══ SOURCE PASSAGE

Ford, Land Rover, and Jaguar are the latest car makers to announce that in the next few years they will be going all-electric. These are not announcements replete with shock value – Ireland is not the only country planning a ban on the sale of new combustion engine sales by 2030, so realistically, everyone is going to have to go more or less all-electric pretty soon if they want to keep selling cars.
All of which means that our century-and-a-bit affair with the petrol and diesel engine is coming to an end. It’s been a wild ride – arguably with more downs than ups – but one which has unarguably produced some remarkable examples of the engineer’s art. So, before either the ban or your environmental conscience stops you doing so, here are some of the best engines to own and experience before you can’t.
1.Toyota GR Yaris 1.6 turbo
The little pocket-rocket GR Yaris has revived the whole concept of the rally homologation special. The rules that ensure that rally cars are based on road cars has given us such tarmac titans as the Ford Escort RS2000, the Lancia Delta Integrale, and the Subaru Impreza Turbo. We'd thought that this was a defunct breed, but we hadn't reckoned on car-mad Toyota boss Akio Toyoda, who signed off on the GR Yaris, which in every sense is basically a rally car with numberplates. And it has a gem of an engine – a dinky 1.6-litre three-cylinder unit, which somehow pumps out 261hp and 360Nm of torque, and sounds like an old Porsche flat-six when you rev it hard.
2. Ford Mustang 5.0-litre ‘Coyote’ V8
The big V8 engine in the Mustang has been in production in one form or another since the early nineties. More than that, it's at the end of a long line of evolution of Ford V8s that stretches right back to the flat-head engines of the 1920s. So strong and rapid were these original Ford V8s that bank robber Clyde Barrow actually wrote to Henry Ford to thank him for making the perfect getaway engine…You might assume, then, that the big bent-eight is rather, shall we say, old-fashioned. It's not, though – Ford has given it direct fuel injection, and even "Plasma Wire Arc Transfer" technology to line the cylinders. It does feel old-fashioned to drive though, with that evocative car-chase soundtrack, and lots of torque. Best experienced with a manual gearbox.

════
══ GIVEN INFORMATION

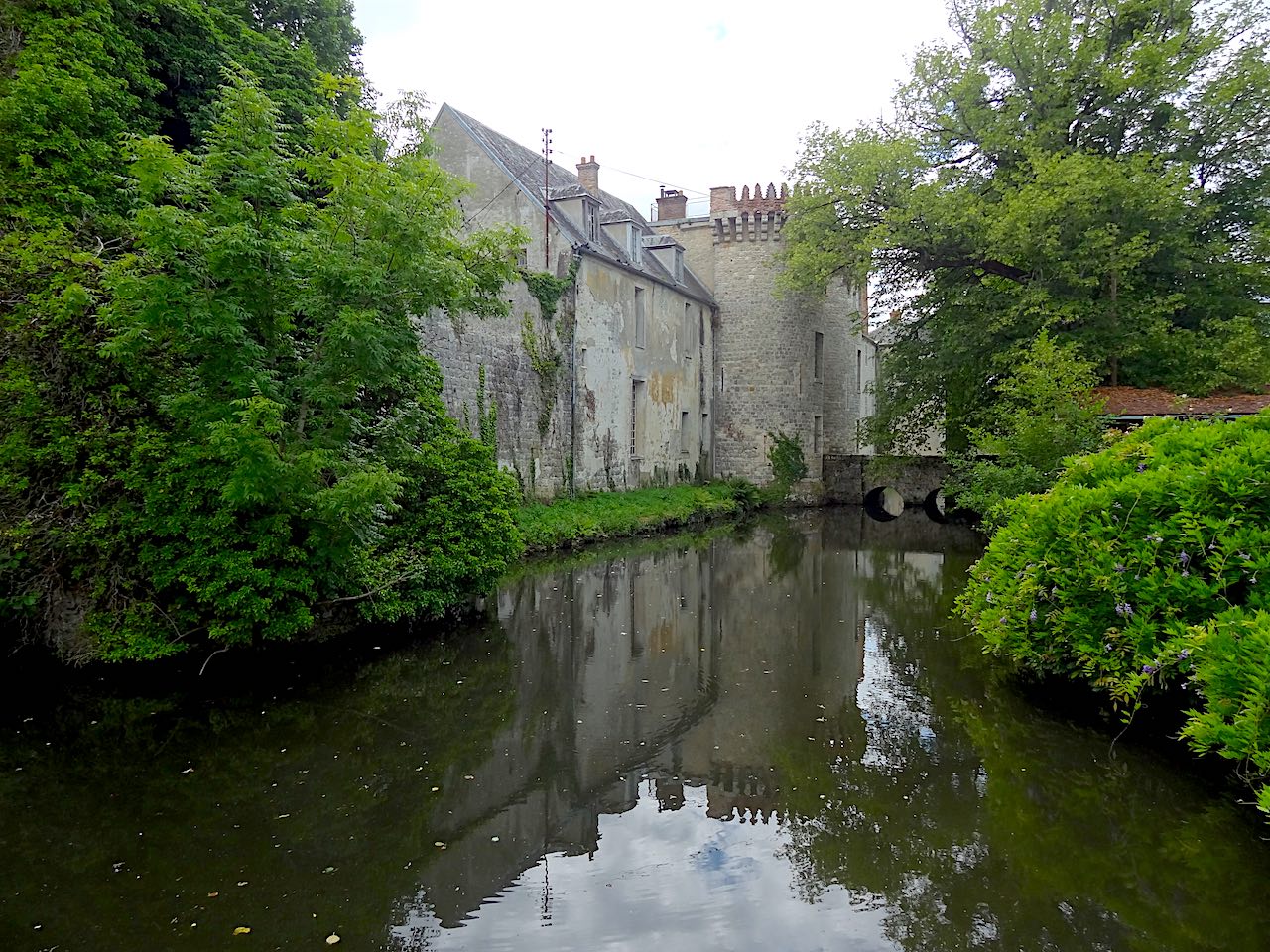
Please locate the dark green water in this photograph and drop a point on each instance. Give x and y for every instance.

════

WHAT NEEDS TO BE DONE:
Pick up the article on notable petrol and diesel engines after its last sentence, and continue it in the same style.

THE RESULT:
3. BMW 40i straight-six
BMW’s reputation for building six-cylinder inline engines has always been a cornerstone of its appeal. Engineers reckon that a straight-six is the best engine layout when it comes to refinement – there is something about the inherent mechanical balance of the layout that makes for smoother running. Of course, it’s not all about refinement, there’s also that sweet, crisp sound of a straight-six approaching its redline, not to mention the fact that this BMW unit in particular, the 340hp 40i unit, strikes a remarkable balance between weight, size, power, and economy. It’s arguably at its peak in the gorgeous 8 Series Gran Coupe, but you can find this same engine doing service in a more affordable 3 Series or 5 Series.
4. Volkswagen 1.0 TSI
You’ll find this little three-cylinder engine in pretty much every small-to-medium Volkswagen Group vehicle, from the Skoda Fabia right the way through to the Audi A3. It’s not a high-performance unit by any means – mostly it turns out between 95hp and 115hp – but that’s actually the point. The 1.0 TSI is emblematic of what VW does best: making affordable, sensible motoring that has just a little sprinkling of engineering magic. Thanks to being a three-cylinder, it sounds aurally more enticing than the flat, bland sound of a four-cylinder, and in spite of its diminutive dimensions, it’s got plenty enough poke for most driving circumstances. It’s also frugal, and thus far at any rate appears to be reliable and long-lived. It won’t power a racing car, nor feature on a teenage boy’s bedroom poster, but it is a slice of ordinary motoring that plays above its station, just a little.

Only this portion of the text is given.